**TASK REQUIREMENTS:**
Copy exactly the last part of the entries, starting from the line with "target | sky" and including the final line.
::: GIVEN RECORDS :::
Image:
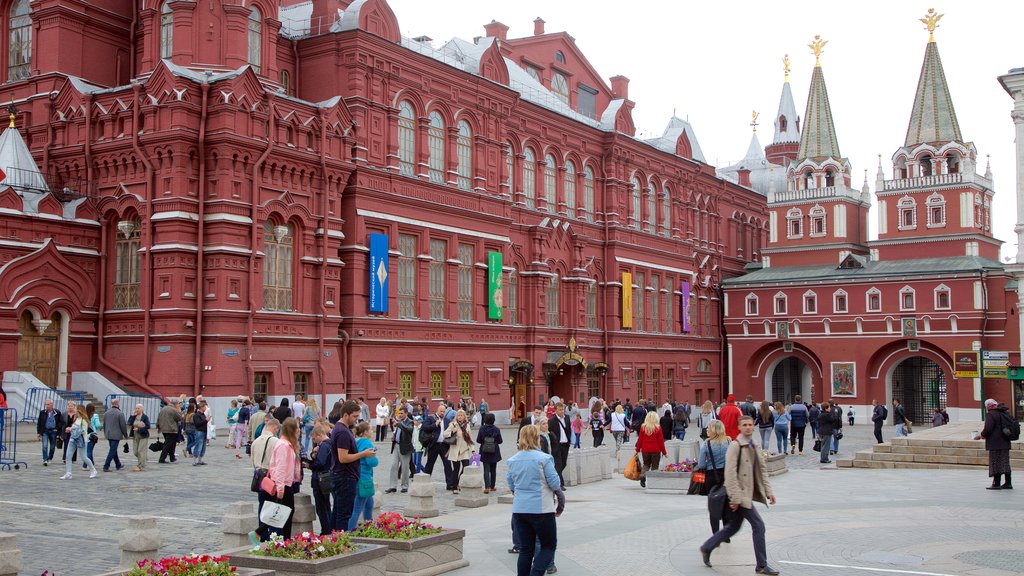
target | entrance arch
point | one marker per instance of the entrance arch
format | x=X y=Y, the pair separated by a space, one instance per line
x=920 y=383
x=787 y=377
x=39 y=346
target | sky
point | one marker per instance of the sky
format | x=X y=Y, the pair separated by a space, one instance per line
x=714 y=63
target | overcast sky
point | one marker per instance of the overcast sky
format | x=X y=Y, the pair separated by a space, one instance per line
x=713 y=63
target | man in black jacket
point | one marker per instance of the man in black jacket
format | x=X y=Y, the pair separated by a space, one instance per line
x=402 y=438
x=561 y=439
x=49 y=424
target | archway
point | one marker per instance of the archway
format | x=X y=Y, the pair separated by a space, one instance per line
:::
**ANSWER TO THE TASK:**
target | sky
point | one marker per instance of the sky
format | x=X y=Y, the pair separated by a space, one instance per line
x=714 y=63
target | overcast sky
point | one marker per instance of the overcast sky
format | x=X y=Y, the pair separated by a space, one instance per line
x=713 y=63
target | man in black jacket
point | one marker per instance of the man in black jacket
format | x=X y=Y, the pair separated by a space, one instance per line
x=402 y=438
x=561 y=439
x=49 y=424
target | archway
point | one marker per instance of the archway
format | x=X y=Y, the pair separated by a space, one instance per line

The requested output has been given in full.